◆ REQUIREMENT:
Every line from the one that includes "Objective — for every instance of the dirt" to the end of the entries should be written out exactly, with the first and last included.

= Beginning of Section =

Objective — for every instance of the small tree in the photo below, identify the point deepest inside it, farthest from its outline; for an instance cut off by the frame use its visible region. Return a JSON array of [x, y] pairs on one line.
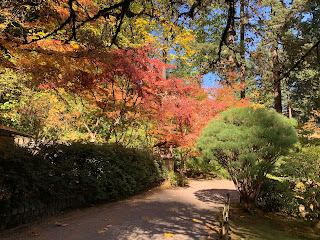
[[247, 142]]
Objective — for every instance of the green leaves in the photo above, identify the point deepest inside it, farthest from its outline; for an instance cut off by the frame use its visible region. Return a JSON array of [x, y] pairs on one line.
[[247, 142]]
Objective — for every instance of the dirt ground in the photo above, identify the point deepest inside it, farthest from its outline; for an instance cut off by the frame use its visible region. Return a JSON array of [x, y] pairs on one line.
[[160, 213]]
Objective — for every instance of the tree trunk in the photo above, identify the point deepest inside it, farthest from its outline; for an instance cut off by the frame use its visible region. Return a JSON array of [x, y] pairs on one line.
[[276, 80], [231, 73], [242, 52], [249, 192]]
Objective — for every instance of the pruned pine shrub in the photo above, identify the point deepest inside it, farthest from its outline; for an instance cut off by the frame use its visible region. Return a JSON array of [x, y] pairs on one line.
[[87, 172], [247, 142]]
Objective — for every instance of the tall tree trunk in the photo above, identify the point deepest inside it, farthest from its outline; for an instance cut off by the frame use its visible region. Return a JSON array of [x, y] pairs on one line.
[[276, 80], [242, 51]]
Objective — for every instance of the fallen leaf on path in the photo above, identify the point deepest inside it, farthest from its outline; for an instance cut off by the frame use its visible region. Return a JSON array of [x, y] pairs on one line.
[[61, 224], [33, 234], [168, 235]]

= End of Section =

◆ RESULT FOR THIS EXERCISE:
Objective — for every instance of the dirt ground in the photo above, identify the point deepest inside it, farthest from its outline; for an instance cut off by the frame use its visible region. Return a JSON array of [x, y] pairs on one line.
[[160, 213]]
Objective — for every instance of the tree trunk in the photo above, identify the point deepest inside it, farthest from its outline; for an instance cut off by the frame use its visible region. Return a JSON array of [x, y] pairs on one line.
[[276, 80], [231, 73], [242, 52], [249, 192]]
Objective — for every instance of the pruned pine shrub in the photo above, identify the point deepest inside it, farthest from its outline; for an instance cut off by the frame use its visible region. Return a JSON array of [x, y] pairs on one line.
[[87, 172], [247, 142]]
Objective — for every instance of the tall tree trunk in the photo above, identify the point deepest inside it, farthest from its outline; for an instance cut off by the frame use its visible region. Return a JSON array of [x, y] pairs on one line.
[[276, 80], [242, 51]]
Objective — for every instance of the fallen leaf on path in the photo above, identify the point deepest inside it, farthest from its outline; for an instance cut off by the frame use its visible region. Return a JSON array of [x, y] pairs on one line.
[[61, 224], [33, 234], [168, 235]]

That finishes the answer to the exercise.